*Data to use*.
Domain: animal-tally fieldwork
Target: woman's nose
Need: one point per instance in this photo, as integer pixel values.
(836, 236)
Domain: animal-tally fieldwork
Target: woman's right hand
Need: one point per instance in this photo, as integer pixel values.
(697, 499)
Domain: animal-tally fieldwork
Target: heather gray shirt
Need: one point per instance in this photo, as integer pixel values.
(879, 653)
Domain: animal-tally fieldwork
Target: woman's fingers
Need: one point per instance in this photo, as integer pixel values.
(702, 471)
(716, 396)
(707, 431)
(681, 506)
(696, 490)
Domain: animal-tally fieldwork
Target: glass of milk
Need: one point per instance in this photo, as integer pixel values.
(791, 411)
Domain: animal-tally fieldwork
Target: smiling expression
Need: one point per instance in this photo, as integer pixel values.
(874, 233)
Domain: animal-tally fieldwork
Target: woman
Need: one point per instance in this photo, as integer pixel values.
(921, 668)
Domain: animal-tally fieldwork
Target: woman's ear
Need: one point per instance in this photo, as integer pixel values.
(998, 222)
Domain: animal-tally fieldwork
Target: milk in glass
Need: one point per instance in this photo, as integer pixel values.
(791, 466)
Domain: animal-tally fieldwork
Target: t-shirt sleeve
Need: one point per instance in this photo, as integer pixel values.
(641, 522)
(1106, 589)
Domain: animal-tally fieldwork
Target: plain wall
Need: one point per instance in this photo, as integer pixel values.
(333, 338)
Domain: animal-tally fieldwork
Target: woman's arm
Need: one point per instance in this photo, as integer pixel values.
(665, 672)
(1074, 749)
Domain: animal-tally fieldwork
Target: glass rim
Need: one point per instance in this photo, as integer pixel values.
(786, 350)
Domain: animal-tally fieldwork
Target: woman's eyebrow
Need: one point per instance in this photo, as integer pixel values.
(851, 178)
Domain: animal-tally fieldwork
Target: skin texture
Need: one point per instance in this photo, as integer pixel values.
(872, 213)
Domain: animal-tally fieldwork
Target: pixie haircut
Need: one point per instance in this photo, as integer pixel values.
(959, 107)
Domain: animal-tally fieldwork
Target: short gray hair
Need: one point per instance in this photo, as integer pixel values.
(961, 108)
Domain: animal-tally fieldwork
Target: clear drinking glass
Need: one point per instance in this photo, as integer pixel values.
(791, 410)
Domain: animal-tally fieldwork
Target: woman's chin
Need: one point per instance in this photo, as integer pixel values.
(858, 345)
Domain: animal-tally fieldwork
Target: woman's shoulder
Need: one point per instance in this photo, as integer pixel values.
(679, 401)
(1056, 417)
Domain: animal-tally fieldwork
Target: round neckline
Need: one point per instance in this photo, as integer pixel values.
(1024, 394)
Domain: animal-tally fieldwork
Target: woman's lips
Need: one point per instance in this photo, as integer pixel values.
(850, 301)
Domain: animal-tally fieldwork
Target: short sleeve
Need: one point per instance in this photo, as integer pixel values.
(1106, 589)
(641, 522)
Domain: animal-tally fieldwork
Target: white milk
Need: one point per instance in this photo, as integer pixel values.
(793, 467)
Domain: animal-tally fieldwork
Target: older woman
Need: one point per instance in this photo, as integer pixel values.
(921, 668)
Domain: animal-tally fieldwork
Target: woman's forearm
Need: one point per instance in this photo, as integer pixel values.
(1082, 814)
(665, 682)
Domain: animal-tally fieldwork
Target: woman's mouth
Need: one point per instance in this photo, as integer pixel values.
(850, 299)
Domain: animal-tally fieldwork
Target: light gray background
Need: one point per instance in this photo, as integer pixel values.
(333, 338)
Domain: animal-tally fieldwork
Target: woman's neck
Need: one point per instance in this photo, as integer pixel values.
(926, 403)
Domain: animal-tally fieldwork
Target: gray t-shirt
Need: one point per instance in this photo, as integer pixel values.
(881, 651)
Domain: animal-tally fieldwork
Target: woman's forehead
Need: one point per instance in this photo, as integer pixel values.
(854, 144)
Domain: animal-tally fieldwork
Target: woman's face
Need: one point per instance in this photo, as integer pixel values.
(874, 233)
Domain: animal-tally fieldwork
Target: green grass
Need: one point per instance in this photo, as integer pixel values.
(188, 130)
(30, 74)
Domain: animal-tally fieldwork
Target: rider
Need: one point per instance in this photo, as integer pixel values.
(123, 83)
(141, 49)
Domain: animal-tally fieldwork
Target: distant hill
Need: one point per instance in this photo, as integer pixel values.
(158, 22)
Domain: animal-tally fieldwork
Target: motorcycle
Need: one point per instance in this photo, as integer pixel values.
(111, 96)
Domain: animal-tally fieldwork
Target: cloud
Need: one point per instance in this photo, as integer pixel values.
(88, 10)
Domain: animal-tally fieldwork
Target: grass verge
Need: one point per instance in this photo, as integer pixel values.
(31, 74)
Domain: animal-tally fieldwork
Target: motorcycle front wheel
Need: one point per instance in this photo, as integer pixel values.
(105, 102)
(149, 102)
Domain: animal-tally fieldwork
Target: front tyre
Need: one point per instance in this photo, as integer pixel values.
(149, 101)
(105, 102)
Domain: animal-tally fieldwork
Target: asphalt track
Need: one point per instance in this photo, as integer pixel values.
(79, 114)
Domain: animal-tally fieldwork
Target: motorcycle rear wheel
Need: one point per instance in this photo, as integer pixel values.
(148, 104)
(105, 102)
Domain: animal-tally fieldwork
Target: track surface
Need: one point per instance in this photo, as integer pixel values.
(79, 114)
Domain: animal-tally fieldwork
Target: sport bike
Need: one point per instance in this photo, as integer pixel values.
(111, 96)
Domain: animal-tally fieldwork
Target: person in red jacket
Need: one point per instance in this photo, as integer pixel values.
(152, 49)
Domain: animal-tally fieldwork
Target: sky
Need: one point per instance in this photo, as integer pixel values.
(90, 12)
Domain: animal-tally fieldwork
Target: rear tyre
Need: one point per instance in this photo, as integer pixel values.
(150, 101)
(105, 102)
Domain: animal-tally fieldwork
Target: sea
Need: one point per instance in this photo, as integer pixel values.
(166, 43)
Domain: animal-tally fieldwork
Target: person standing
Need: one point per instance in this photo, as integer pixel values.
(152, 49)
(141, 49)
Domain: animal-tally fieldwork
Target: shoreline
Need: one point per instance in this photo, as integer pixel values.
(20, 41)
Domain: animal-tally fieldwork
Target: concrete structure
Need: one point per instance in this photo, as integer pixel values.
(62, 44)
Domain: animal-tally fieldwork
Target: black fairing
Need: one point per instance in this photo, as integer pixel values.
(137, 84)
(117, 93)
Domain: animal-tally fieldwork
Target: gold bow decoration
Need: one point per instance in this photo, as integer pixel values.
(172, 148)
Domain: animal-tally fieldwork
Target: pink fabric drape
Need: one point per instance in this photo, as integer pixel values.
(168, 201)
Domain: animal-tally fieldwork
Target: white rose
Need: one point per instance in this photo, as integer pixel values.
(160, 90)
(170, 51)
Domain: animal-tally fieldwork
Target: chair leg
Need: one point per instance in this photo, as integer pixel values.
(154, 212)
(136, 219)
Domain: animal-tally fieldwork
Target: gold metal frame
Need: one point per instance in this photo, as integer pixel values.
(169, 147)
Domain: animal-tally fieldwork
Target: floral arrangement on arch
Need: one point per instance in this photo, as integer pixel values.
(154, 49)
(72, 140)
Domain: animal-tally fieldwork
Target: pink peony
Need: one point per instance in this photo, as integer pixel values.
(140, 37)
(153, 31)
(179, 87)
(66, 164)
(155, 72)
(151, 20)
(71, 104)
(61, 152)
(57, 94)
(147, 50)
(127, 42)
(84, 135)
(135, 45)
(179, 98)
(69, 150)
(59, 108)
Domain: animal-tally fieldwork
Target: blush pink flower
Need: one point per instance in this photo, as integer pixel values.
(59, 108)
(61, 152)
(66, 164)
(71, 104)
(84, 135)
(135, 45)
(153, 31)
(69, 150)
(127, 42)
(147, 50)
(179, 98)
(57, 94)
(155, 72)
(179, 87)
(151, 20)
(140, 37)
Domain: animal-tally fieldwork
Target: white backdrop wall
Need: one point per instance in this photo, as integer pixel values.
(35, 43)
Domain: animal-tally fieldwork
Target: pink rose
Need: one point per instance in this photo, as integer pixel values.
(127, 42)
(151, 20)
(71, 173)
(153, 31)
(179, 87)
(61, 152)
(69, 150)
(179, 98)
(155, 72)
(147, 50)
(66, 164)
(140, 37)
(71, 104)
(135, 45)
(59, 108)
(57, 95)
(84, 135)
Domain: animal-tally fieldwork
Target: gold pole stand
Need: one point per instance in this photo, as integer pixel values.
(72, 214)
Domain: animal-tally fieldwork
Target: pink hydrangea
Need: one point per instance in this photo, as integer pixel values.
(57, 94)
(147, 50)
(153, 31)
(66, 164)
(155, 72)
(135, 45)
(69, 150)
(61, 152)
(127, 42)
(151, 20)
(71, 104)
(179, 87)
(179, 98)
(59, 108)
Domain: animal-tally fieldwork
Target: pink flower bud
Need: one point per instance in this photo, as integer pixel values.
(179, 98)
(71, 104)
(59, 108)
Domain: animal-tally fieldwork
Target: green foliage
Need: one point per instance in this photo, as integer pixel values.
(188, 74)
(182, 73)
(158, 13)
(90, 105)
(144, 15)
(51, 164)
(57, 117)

...

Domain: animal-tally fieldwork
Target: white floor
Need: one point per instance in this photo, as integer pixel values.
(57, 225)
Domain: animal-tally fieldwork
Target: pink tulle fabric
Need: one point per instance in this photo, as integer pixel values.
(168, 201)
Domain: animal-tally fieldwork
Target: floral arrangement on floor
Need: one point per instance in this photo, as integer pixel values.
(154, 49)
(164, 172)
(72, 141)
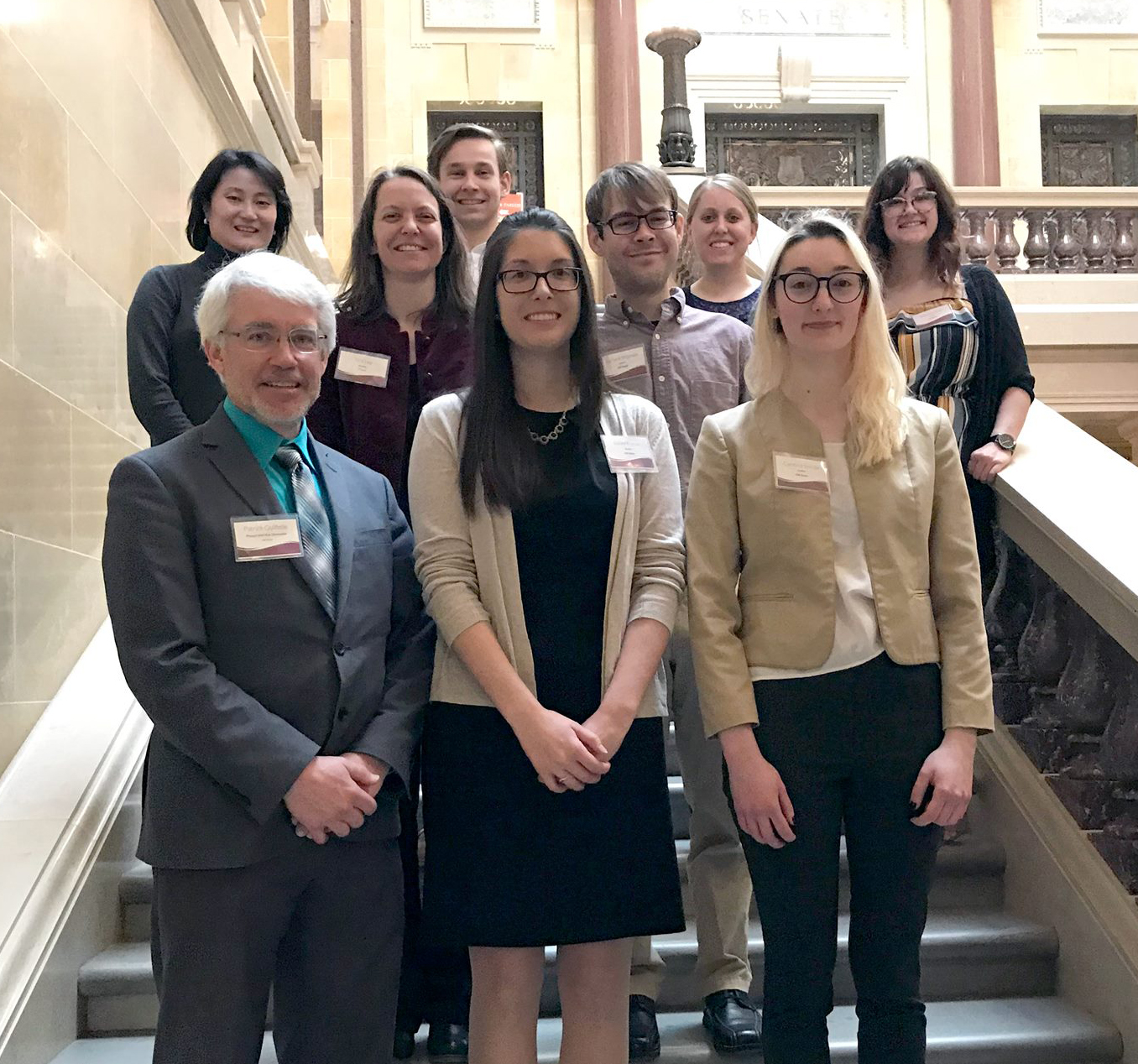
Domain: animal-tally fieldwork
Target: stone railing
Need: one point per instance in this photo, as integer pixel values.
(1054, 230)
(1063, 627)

*Exercise requirements*.
Reproduce exactly the lines of the records above from the one with "Target: glass rim" to the one with "Target: woman's chin", both included, and leave out everything else.

*Solution to the problem*.
Target: glass rim
Need: one point per instance in this photo, as integer pixel values.
(786, 350)
Domain: animal-tally fieldwork
Target: woman's eyebrow
Need: one point per instance in this photo, as integer pixel values.
(851, 178)
Domain: animal-tally fieldwork
Target: skin texture
Need: one point per instance in this photo, as integer pixel values.
(872, 213)
Domain: animal-tally fieldwork
Target: pixie haircut
Need: one point per instance in this photo, as integer pixel values.
(959, 107)
Domain: animal-tally fieldwork
Target: short gray hair
Need: one point per instance in this photo, as integer pixel values.
(961, 108)
Domain: animal-tally fieldwork
Target: clear drinking glass
Need: one point per instance in this photo, as integer pixel values.
(791, 410)
Domain: animal-tally fieldwork
Target: woman's chin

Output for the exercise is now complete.